### Problem to solve
Reproduce the following listing verbatim, line for line, with no changes.

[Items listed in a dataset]
───
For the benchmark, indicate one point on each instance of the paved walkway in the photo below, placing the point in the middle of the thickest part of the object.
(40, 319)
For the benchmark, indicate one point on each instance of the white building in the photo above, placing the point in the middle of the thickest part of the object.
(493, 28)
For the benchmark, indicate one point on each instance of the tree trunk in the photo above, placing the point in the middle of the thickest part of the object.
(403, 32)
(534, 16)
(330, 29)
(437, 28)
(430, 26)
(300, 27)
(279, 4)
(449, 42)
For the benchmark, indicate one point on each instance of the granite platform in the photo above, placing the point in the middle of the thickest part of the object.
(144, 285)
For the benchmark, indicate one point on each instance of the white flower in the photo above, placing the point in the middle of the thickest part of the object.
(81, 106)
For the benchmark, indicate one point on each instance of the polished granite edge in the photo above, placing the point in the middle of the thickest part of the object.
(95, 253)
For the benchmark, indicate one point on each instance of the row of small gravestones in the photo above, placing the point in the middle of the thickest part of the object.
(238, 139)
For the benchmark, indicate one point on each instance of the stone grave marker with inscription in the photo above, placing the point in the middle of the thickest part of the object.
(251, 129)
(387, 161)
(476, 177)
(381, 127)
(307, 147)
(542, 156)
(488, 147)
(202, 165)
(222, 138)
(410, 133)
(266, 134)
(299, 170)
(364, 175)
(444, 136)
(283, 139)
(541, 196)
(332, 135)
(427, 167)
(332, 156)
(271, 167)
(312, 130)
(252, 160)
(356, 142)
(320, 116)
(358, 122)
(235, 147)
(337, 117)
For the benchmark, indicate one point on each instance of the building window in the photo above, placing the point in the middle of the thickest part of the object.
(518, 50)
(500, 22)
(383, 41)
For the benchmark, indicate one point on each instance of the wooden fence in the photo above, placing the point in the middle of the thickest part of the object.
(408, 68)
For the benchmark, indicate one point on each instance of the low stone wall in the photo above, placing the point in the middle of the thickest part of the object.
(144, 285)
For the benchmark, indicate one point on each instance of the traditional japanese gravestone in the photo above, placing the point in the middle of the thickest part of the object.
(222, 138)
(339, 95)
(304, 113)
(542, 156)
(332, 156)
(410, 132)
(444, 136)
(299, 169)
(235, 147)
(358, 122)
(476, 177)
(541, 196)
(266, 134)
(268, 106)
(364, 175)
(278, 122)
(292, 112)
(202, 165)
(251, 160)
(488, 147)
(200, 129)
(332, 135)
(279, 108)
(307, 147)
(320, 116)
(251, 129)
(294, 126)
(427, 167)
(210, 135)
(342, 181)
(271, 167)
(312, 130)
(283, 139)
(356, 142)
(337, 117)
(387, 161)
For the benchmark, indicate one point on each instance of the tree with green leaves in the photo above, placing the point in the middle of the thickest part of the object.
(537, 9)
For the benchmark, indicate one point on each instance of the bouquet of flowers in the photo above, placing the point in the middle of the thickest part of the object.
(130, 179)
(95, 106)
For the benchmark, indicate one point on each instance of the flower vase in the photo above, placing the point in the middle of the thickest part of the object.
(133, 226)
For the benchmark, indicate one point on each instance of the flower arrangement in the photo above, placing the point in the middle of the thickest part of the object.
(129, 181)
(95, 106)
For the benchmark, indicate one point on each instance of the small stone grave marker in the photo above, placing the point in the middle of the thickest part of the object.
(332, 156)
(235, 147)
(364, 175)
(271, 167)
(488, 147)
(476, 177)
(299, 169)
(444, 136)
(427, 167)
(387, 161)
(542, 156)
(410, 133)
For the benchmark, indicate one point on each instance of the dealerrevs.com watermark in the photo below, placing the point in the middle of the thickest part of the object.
───
### Solution for this task
For the benchmark, indicate one point on each instance of the paved walkway in the photo below, placing the point in the middle of the thickest part of the object.
(40, 319)
For the benchmark, indicate one point on each instance of the white building in the photo above, placing the point in the middle of the thickest part of the object.
(493, 28)
For the benchmark, indicate one point on each instance of the tree trunk in the photo above, placing the point in the middle of the thickest part of the object.
(403, 32)
(534, 16)
(330, 29)
(437, 28)
(430, 26)
(300, 27)
(279, 4)
(449, 42)
For the benchmark, indicate one point on each instance of the granite platform in the photo above, placing the point in the middle of the thickest part of the object.
(144, 285)
For the benchmark, indicate one point on each instance of the white flower in the photo above, placing the point in the middle of the thickest part of the object.
(81, 106)
For the benchmark, indicate one point on each instance of the polished granite edge in the photo above, placing the point in the middle of the thickest part of the object.
(95, 253)
For the benchmark, indicate one point on each instance of the row of small gravestones in the photo above, placing the point in the middle of the thickest part of the object.
(238, 139)
For the benchmark, indicate one point on each instance of the stone grave marker with inscription in the photo above, placing the point in the middle of the thickest part of the object.
(251, 129)
(387, 161)
(476, 177)
(381, 127)
(307, 147)
(542, 156)
(488, 147)
(202, 165)
(222, 138)
(410, 133)
(266, 134)
(299, 170)
(364, 175)
(444, 136)
(283, 139)
(541, 196)
(332, 135)
(427, 167)
(332, 156)
(271, 167)
(312, 130)
(252, 160)
(356, 142)
(320, 116)
(358, 122)
(235, 147)
(337, 117)
For the benchmark, indicate one point on each instance of the building window in the photo above, placing the point in the middle of the thickest part of the object.
(518, 50)
(500, 22)
(383, 41)
For the benchmark, indicate one point on each instance of the wooden fence in the photo above, placing the point in the middle of the thickest part of the object.
(408, 68)
For the benchmark, indicate one point on each instance of the low stone wall in the photo above, placing the point in the middle of the thickest part of the object.
(144, 285)
For the benchmark, indicate one point on each instance of the traditional japanese gravestone in the photo above, placing the point in the middle of the thickest part of the object.
(222, 138)
(339, 95)
(304, 113)
(542, 156)
(332, 156)
(410, 132)
(444, 136)
(299, 169)
(235, 147)
(358, 122)
(476, 177)
(541, 196)
(266, 134)
(268, 106)
(364, 175)
(278, 122)
(292, 112)
(202, 165)
(251, 160)
(488, 147)
(200, 129)
(332, 135)
(279, 108)
(307, 147)
(320, 116)
(251, 129)
(294, 126)
(427, 167)
(210, 135)
(342, 181)
(271, 167)
(312, 130)
(283, 139)
(356, 142)
(337, 117)
(387, 161)
For the benchmark, indicate one point on each instance of the tree with green leaves in the photo above, placing the point in the middle of the thickest part of the object.
(537, 9)
For the benchmark, indicate one point on each instance of the bouquet of flowers in the photo above, placing the point in the middle of the thickest part of the object.
(130, 179)
(95, 106)
For the benchmark, indicate one point on each instance of the flower vase in the photo above, placing the point in the middle of the thickest part of the object.
(133, 226)
For the benchmark, indicate one point on each instance of the flower arrangement in the photo above, placing the point in the middle of the thickest part of the object.
(129, 181)
(95, 106)
For the benchmark, indicate one point on each instance of the small stone grave marker in the photo above, placing the point in the middle of the thickest part of the object.
(332, 156)
(235, 147)
(364, 175)
(271, 167)
(488, 147)
(476, 177)
(299, 169)
(444, 136)
(427, 167)
(387, 161)
(542, 156)
(410, 133)
For the benchmark, indicate one point on each instance of the dealerrevs.com watermark in the photo below, placing the point in the middle of the thickest part of the object.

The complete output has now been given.